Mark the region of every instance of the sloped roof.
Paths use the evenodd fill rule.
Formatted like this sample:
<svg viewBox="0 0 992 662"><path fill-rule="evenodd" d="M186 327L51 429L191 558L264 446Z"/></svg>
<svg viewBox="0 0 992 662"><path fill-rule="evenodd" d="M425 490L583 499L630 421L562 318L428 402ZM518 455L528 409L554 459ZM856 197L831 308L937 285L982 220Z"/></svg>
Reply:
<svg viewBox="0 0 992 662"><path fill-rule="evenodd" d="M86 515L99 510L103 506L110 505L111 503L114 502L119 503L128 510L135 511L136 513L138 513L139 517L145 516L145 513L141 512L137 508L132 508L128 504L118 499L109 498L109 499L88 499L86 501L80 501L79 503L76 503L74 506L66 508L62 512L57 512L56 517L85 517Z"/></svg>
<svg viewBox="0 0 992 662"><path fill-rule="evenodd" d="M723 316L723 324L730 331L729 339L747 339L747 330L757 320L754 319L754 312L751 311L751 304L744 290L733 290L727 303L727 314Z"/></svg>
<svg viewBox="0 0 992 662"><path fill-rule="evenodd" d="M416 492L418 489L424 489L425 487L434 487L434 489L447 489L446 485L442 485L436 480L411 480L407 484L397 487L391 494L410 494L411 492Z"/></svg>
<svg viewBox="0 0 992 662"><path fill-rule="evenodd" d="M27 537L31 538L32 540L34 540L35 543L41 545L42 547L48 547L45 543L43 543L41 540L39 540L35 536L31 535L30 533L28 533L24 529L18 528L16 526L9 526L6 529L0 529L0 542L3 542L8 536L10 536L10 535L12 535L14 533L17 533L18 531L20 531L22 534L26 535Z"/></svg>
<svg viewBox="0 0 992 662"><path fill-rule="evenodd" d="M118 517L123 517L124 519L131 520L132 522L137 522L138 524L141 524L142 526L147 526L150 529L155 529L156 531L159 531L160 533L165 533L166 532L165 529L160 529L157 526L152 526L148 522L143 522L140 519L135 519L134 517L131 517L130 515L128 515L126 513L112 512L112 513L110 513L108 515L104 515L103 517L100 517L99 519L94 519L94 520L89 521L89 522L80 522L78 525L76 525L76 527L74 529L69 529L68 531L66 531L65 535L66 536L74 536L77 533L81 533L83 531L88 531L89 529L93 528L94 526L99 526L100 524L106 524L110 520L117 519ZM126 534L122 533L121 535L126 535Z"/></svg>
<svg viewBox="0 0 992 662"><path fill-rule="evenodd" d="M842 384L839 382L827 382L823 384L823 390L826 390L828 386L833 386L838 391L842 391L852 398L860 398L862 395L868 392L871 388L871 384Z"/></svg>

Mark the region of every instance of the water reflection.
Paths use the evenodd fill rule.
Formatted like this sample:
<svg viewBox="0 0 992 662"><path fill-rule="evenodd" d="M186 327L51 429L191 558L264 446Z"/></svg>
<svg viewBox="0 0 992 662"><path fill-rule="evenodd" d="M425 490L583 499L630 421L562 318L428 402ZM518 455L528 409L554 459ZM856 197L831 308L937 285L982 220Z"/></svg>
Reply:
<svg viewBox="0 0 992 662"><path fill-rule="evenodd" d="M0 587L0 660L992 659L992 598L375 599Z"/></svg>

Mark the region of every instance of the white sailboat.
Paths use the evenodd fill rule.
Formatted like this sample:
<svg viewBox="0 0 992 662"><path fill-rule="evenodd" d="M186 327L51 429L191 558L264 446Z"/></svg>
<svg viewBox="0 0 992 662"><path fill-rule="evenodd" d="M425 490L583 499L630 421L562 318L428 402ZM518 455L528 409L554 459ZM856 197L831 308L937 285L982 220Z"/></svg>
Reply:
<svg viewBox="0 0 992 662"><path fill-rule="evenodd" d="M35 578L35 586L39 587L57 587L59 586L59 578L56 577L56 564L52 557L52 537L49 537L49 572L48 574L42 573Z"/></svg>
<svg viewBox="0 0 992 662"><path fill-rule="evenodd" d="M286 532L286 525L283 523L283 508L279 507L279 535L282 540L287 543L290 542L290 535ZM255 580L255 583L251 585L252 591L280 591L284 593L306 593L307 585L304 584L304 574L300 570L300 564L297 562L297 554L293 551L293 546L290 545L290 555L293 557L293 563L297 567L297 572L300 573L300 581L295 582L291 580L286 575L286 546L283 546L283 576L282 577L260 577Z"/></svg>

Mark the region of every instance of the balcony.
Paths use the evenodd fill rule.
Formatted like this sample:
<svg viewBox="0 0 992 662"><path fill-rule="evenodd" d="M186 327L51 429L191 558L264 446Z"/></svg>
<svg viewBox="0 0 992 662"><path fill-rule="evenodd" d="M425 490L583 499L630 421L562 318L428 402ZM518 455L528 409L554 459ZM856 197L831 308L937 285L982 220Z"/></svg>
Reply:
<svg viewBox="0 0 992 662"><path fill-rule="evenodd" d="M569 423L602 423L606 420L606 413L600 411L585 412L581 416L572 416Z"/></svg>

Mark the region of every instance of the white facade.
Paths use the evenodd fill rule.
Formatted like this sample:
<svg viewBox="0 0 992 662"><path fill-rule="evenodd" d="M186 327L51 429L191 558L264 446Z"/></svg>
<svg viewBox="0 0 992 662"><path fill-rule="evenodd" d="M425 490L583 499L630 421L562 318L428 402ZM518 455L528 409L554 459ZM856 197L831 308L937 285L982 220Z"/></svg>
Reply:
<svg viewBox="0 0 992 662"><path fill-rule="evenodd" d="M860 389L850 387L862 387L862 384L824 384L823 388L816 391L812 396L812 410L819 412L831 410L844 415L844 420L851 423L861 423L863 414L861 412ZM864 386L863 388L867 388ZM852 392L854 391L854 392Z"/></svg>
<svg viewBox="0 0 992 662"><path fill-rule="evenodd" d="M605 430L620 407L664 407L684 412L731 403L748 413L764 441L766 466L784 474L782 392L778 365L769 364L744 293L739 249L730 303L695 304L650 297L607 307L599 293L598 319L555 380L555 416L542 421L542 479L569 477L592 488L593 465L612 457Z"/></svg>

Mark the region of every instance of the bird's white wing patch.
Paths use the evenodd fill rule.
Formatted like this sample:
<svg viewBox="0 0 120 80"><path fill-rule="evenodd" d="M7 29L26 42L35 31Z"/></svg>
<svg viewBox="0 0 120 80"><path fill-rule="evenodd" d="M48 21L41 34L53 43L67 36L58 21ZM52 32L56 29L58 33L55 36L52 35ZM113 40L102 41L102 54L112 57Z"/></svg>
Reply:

_____

▸ SHORT PROBLEM
Rewrite each line of the material above as one string in a JSON list, skipping blank lines.

▸ TASK ANSWER
[
  "Mark the region of every instance of the sloped roof.",
  "Paths use the evenodd fill rule.",
  "Formatted like this sample:",
  "<svg viewBox=\"0 0 992 662\"><path fill-rule=\"evenodd\" d=\"M186 327L51 429L191 558L264 446Z\"/></svg>",
  "<svg viewBox=\"0 0 992 662\"><path fill-rule=\"evenodd\" d=\"M425 490L583 499L630 421L562 318L428 402ZM518 455L528 409L554 459ZM856 197L831 308L937 285L982 220Z\"/></svg>",
  "Reply:",
  "<svg viewBox=\"0 0 992 662\"><path fill-rule=\"evenodd\" d=\"M86 515L99 510L103 506L110 505L111 503L114 502L119 503L128 510L135 511L136 513L138 513L139 517L145 516L145 513L141 512L137 508L132 508L128 504L118 499L109 498L109 499L88 499L86 501L80 501L79 503L76 503L74 506L66 508L62 512L57 512L56 517L85 517Z\"/></svg>",
  "<svg viewBox=\"0 0 992 662\"><path fill-rule=\"evenodd\" d=\"M723 316L723 324L730 331L729 339L747 339L747 330L757 320L754 319L754 312L751 311L751 304L744 290L733 290L727 303L727 314Z\"/></svg>",
  "<svg viewBox=\"0 0 992 662\"><path fill-rule=\"evenodd\" d=\"M416 492L418 489L424 489L425 487L434 487L434 489L447 489L446 485L442 485L436 480L411 480L407 484L397 487L391 494L410 494L411 492Z\"/></svg>",
  "<svg viewBox=\"0 0 992 662\"><path fill-rule=\"evenodd\" d=\"M27 537L31 538L32 540L34 540L35 543L41 545L42 547L48 547L45 543L43 543L41 540L39 540L35 536L31 535L30 533L28 533L24 529L18 528L16 526L9 526L6 529L0 529L0 542L3 542L8 536L10 536L10 535L12 535L14 533L17 533L18 531L20 531L22 534L26 535Z\"/></svg>",
  "<svg viewBox=\"0 0 992 662\"><path fill-rule=\"evenodd\" d=\"M118 517L123 517L124 519L131 520L132 522L137 522L138 524L141 524L142 526L147 526L150 529L155 529L156 531L159 531L160 533L165 533L166 532L165 529L160 529L157 526L152 526L148 522L143 522L140 519L135 519L134 517L131 517L130 515L128 515L126 513L112 512L112 513L110 513L108 515L104 515L103 517L100 517L99 519L94 519L94 520L89 521L89 522L80 522L78 525L76 525L76 527L74 529L69 529L68 531L66 531L65 535L66 536L74 536L77 533L81 533L83 531L88 531L89 529L93 528L94 526L99 526L100 524L106 524L110 520L117 519ZM126 534L122 533L121 535L126 535Z\"/></svg>",
  "<svg viewBox=\"0 0 992 662\"><path fill-rule=\"evenodd\" d=\"M842 384L839 382L827 382L823 384L823 390L826 390L828 386L833 386L838 391L842 391L852 398L860 398L862 395L868 392L871 388L871 384Z\"/></svg>",
  "Mark the region of every instance of the water reflection.",
  "Paths use the evenodd fill rule.",
  "Formatted like this sample:",
  "<svg viewBox=\"0 0 992 662\"><path fill-rule=\"evenodd\" d=\"M186 327L51 429L191 558L264 446Z\"/></svg>",
  "<svg viewBox=\"0 0 992 662\"><path fill-rule=\"evenodd\" d=\"M425 490L583 499L630 421L562 318L428 402ZM518 455L528 409L554 459ZM856 197L831 308L937 285L982 220Z\"/></svg>",
  "Reply:",
  "<svg viewBox=\"0 0 992 662\"><path fill-rule=\"evenodd\" d=\"M0 587L0 660L992 659L992 598L375 599Z\"/></svg>",
  "Mark the region of every instance of the white sailboat.",
  "Paths use the evenodd fill rule.",
  "Formatted like this sample:",
  "<svg viewBox=\"0 0 992 662\"><path fill-rule=\"evenodd\" d=\"M186 327L51 429L191 558L264 446Z\"/></svg>",
  "<svg viewBox=\"0 0 992 662\"><path fill-rule=\"evenodd\" d=\"M425 490L583 499L630 421L562 318L428 402ZM518 455L528 409L554 459ZM856 197L831 308L937 285L982 220Z\"/></svg>",
  "Reply:",
  "<svg viewBox=\"0 0 992 662\"><path fill-rule=\"evenodd\" d=\"M35 578L35 586L39 587L57 587L59 586L59 578L56 577L56 564L52 557L52 537L49 537L49 572L48 574L42 573Z\"/></svg>",
  "<svg viewBox=\"0 0 992 662\"><path fill-rule=\"evenodd\" d=\"M286 532L286 525L283 523L283 508L279 507L279 535L282 540L287 543L290 542L290 535ZM255 580L255 583L251 585L252 591L280 591L284 593L306 593L307 585L304 584L304 574L300 570L300 564L297 562L297 554L293 551L293 546L290 545L290 555L293 557L293 563L297 567L297 572L300 573L300 581L295 582L291 580L286 575L286 546L283 546L283 576L282 577L260 577Z\"/></svg>",
  "Mark the region of every instance of the balcony.",
  "Paths use the evenodd fill rule.",
  "Formatted like this sample:",
  "<svg viewBox=\"0 0 992 662\"><path fill-rule=\"evenodd\" d=\"M186 327L51 429L191 558L264 446Z\"/></svg>",
  "<svg viewBox=\"0 0 992 662\"><path fill-rule=\"evenodd\" d=\"M425 490L583 499L630 421L562 318L428 402ZM518 455L528 409L554 459ZM856 197L831 308L937 285L982 220Z\"/></svg>",
  "Reply:",
  "<svg viewBox=\"0 0 992 662\"><path fill-rule=\"evenodd\" d=\"M569 423L602 423L606 420L606 413L600 411L585 412L581 416L572 416Z\"/></svg>",
  "Mark the region of every instance of the white facade.",
  "Paths use the evenodd fill rule.",
  "Formatted like this sample:",
  "<svg viewBox=\"0 0 992 662\"><path fill-rule=\"evenodd\" d=\"M186 327L51 429L191 558L264 446Z\"/></svg>",
  "<svg viewBox=\"0 0 992 662\"><path fill-rule=\"evenodd\" d=\"M425 490L583 499L630 421L562 318L428 402ZM518 455L528 409L554 459ZM856 197L831 308L937 285L982 220Z\"/></svg>",
  "Reply:",
  "<svg viewBox=\"0 0 992 662\"><path fill-rule=\"evenodd\" d=\"M860 389L850 387L862 387L862 384L824 384L823 388L816 391L812 396L812 410L819 412L831 410L844 415L844 420L851 423L861 423L863 414L861 412ZM864 386L863 388L867 388ZM852 392L854 391L854 392Z\"/></svg>",
  "<svg viewBox=\"0 0 992 662\"><path fill-rule=\"evenodd\" d=\"M605 430L620 407L664 407L684 412L731 403L748 413L764 441L766 466L784 474L782 392L778 365L769 364L744 293L739 249L730 303L695 304L650 297L607 307L599 293L598 319L555 380L555 416L542 421L542 479L569 477L592 488L593 465L612 457Z\"/></svg>",
  "Mark the region of every instance of the bird's white wing patch.",
  "Paths use the evenodd fill rule.",
  "Formatted like this sample:",
  "<svg viewBox=\"0 0 120 80\"><path fill-rule=\"evenodd\" d=\"M7 29L26 42L35 31Z\"/></svg>",
  "<svg viewBox=\"0 0 120 80\"><path fill-rule=\"evenodd\" d=\"M48 21L41 34L53 43L67 36L58 21ZM52 32L56 29L58 33L55 36L52 35ZM113 40L102 41L102 54L112 57Z\"/></svg>",
  "Reply:"
]